---------- SOURCE ----------
Social and emotional learning – prevention and promotion
Dorina Tápai[1]


Children often suffer from stress factors related to the dynamic and continuous changes in our society such as pressure on parents, divorce, harmful content from the media, including the Internet. For these children it is not enough to gain academic skills in school, it is also important to develop social and emotional skills. These skills contribute to achieving success in school. The system of prevention involves all the students, reinforces the acquired social and emotional skills and also prevents the appearance of risk behaviors. The process of Social and Emotional Learning (SEL) is in the service of primary prevention, which can help students to learn, practice and reinforce skills. Certain SEL programs will be reconsidered to see how these programs function in practice and which methods are in the service of skills development. Also, we will gain some insight into the development of social and emotional skills in Hungarian schools.

Keywords: prevention, social and emotional skills, school psychology

Traditionally, the primary mission of public education is to support the development of academic skills, the focus being on academic achievement. But there is no question to the fact that today the objectives of public schools are much more diverse. Some examples of this broader agenda include the promotion of mental health and psychological well-being, development of social and emotional skills, promotion of good citizenship (Merrell, Carrizales, Feuerborn, Gueldner, & Tran, 2007). There is a growing interest in social and emotional skills, which contribute to children’s psychological well-being (Segrin & Taylor, 2007; Chen, 2006). Furthermore, social and emotional factors (e.g. classroom climate, student-teacher interactions) have a very important influence on learning (Wang, Haertel and Walber, 1993). In strong agreement with Merrell and his colleagues (2007), I propose that teaching children social and emotional skills is one of the most critical challenges for educators and mental health professionals in the 21st century.
Ideally, social and emotional learning begins in infancy, at home where there is a competent and loving parental background providing positive role models and promoting children’s well-being (Merrell & Gueldner, 2010). The development of social competence depends on personality, family factors and school environment. School effects this development in three ways, namely: (1) physical environment; (2) the role of peer groups; and (3) the role of the teacher. Empirical studies show that the proper arrangement of classrooms and  school climate have an important influence on social and emotional skills (Wang, Haertel and Walberg, 1993). Together with the increase of individualisation, the socialising role of peer groups is rising, but the weakening effects of family are reduced (Buda, 1998). The effect of peer groups is significant, and it can be observed that family strength is weak (Buda, 1998). A survey conducted in the spring of 2001 included more than a hundred thousand high school students. One of the examined dimensions showed that students talk about their problems and questions with their friends (Paksi, 2001). For many children, teachers are adult role models who can provide them with resiliency and coping skills and can also promote their social and emotional learning (Merrell & Gueldner, 2010).
School is an institue where educational effects are available (Buda, 1998); it is therefore an appropriate place for prevention and health promotion activities (Porkolábné & Szitó, 1987).
The public health model
Traditionally, school psychologists examined students’ intellectual, academic, and perceptual traits, and paid less attention to their social skills. Later, their focus of attention shifted to six broad areas: (1) individual evaluations; (2) direct interventions; (3) indirect interventions; (4) research and evaluation; (5) supervision and administration; and (6) prevention (Oakland, 1989). Although the main issue for school psychologists is helping those with special problems, they have an important role in the field of prevention, fostering healthy growth and ruling out the occurence of specific problems, such as drug and alcohol abuse or violence. It can be seen that school psychologists are key persons in developing prevention-oriented programs.
----------
### DIRECTIVES
A. Write out the passage on social and emotional learning word for word, from "School is an" up to and including "(Porkolábné & Szitó, 1987).".
B. According to the passage on social and emotional learning, which six broad areas did school psychologists' focus shift to?
The material after this point is separate from the passage on social and emotional learning.
---------- SUPPLIED MATERIAL ----------
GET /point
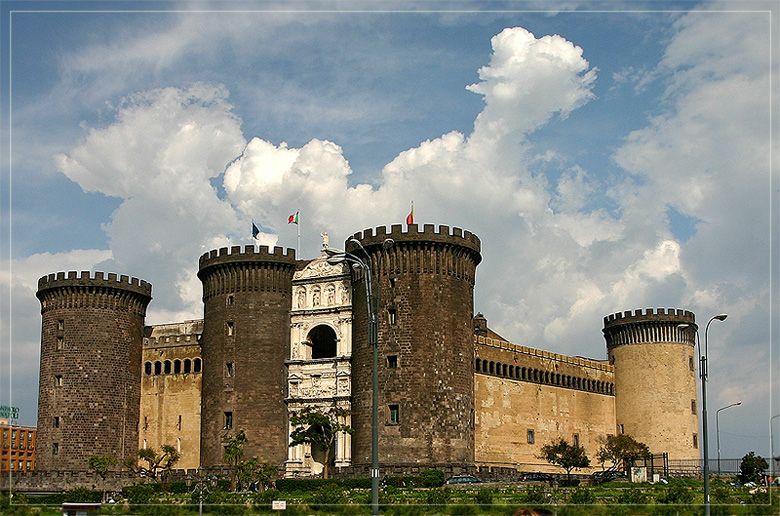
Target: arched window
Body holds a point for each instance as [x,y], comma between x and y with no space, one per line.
----------
### LIST OF SOLUTIONS
A.
School is an institue where educational effects are available (Buda, 1998); it is therefore an appropriate place for prevention and health promotion activities (Porkolábné & Szitó, 1987).

B.
1. Individual evaluations
2. Direct interventions
3. Indirect interventions
4. Research and evaluation
5. Supervision and administration
6. Prevention